***** Record list *****

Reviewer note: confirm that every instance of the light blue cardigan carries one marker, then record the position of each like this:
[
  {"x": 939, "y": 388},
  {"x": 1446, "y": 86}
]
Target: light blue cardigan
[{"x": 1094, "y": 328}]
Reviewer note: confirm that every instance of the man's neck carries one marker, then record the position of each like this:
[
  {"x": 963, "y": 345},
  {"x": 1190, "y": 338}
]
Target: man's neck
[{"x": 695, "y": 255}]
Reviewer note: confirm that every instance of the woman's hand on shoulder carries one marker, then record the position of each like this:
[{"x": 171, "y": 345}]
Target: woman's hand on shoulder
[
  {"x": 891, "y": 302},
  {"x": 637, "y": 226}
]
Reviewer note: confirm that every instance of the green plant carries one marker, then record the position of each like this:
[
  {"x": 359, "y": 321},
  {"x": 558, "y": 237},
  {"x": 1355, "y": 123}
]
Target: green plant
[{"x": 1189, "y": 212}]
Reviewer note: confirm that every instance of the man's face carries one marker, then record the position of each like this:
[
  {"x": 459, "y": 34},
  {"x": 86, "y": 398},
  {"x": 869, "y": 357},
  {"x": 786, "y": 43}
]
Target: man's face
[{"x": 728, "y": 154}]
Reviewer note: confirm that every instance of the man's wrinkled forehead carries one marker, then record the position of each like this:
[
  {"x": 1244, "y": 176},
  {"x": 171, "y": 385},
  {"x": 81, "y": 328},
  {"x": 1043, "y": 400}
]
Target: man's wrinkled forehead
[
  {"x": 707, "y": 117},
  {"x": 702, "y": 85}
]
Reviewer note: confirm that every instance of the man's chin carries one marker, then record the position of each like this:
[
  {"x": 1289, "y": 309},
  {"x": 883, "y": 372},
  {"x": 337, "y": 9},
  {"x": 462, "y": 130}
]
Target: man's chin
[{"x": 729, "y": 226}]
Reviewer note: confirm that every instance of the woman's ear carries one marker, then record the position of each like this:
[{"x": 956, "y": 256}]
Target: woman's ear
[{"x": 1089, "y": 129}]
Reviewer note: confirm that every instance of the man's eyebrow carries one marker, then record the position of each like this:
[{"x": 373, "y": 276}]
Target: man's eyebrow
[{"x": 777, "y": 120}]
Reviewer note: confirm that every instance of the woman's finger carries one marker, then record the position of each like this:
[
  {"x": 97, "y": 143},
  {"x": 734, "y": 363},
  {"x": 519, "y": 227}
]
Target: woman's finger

*****

## Work instructions:
Rewrite every one of the entries above with "Reviewer note" swapped for "Annotator note" at each occurrence, and leave all other text unchanged.

## Result of this exercise:
Annotator note: confirm that every instance of the light blue cardigan carries one marker, then record the position of each like this:
[
  {"x": 939, "y": 388},
  {"x": 1446, "y": 86}
]
Target: light blue cardigan
[{"x": 1094, "y": 328}]
Annotator note: confirm that every instance of the man's neck carries one marker, then record the position of each like this:
[
  {"x": 963, "y": 345},
  {"x": 1190, "y": 338}
]
Target: man's neck
[{"x": 695, "y": 255}]
Annotator note: confirm that every instance of the woman's hand on shoulder carries one marker, then record the position of each like this:
[{"x": 171, "y": 345}]
Target: woman's hand on shoulder
[
  {"x": 891, "y": 302},
  {"x": 637, "y": 226}
]
Annotator note: confirm that every instance of the green plant carries one marker, then record the position of each like this:
[
  {"x": 359, "y": 321},
  {"x": 558, "y": 237},
  {"x": 1355, "y": 123}
]
Target: green plant
[{"x": 1189, "y": 212}]
Annotator note: confirm that every instance of the man's face carries one marker, then record the position of each like this:
[
  {"x": 459, "y": 34},
  {"x": 86, "y": 398},
  {"x": 869, "y": 357},
  {"x": 786, "y": 43}
]
Target: man's face
[{"x": 728, "y": 154}]
Annotator note: confirm that every instance of the man's wrinkled forehead carries one marker, then record the position of each like this:
[
  {"x": 1244, "y": 176},
  {"x": 171, "y": 385},
  {"x": 81, "y": 328},
  {"x": 1043, "y": 400}
]
Target: man's wrinkled forehead
[
  {"x": 707, "y": 117},
  {"x": 702, "y": 85}
]
Annotator note: confirm that every instance of the man's chin carries one marker, then record the position of each like this:
[
  {"x": 1289, "y": 309},
  {"x": 883, "y": 372},
  {"x": 337, "y": 9},
  {"x": 462, "y": 130}
]
Target: man's chin
[{"x": 729, "y": 226}]
Annotator note: confirm that every instance of the woman's ear carries one marker, then record the position of each like this:
[{"x": 956, "y": 256}]
Target: woman's ear
[{"x": 1089, "y": 129}]
Annotator note: confirm that every instance of the man's eyebrow carries one marker, then record the position of each like this:
[{"x": 373, "y": 276}]
Target: man's eyebrow
[{"x": 777, "y": 120}]
Annotator note: confirm that every instance of the woman's finger carries one marker, then record the position of each like this:
[
  {"x": 97, "y": 143},
  {"x": 734, "y": 363},
  {"x": 519, "y": 227}
]
Target: woman's finger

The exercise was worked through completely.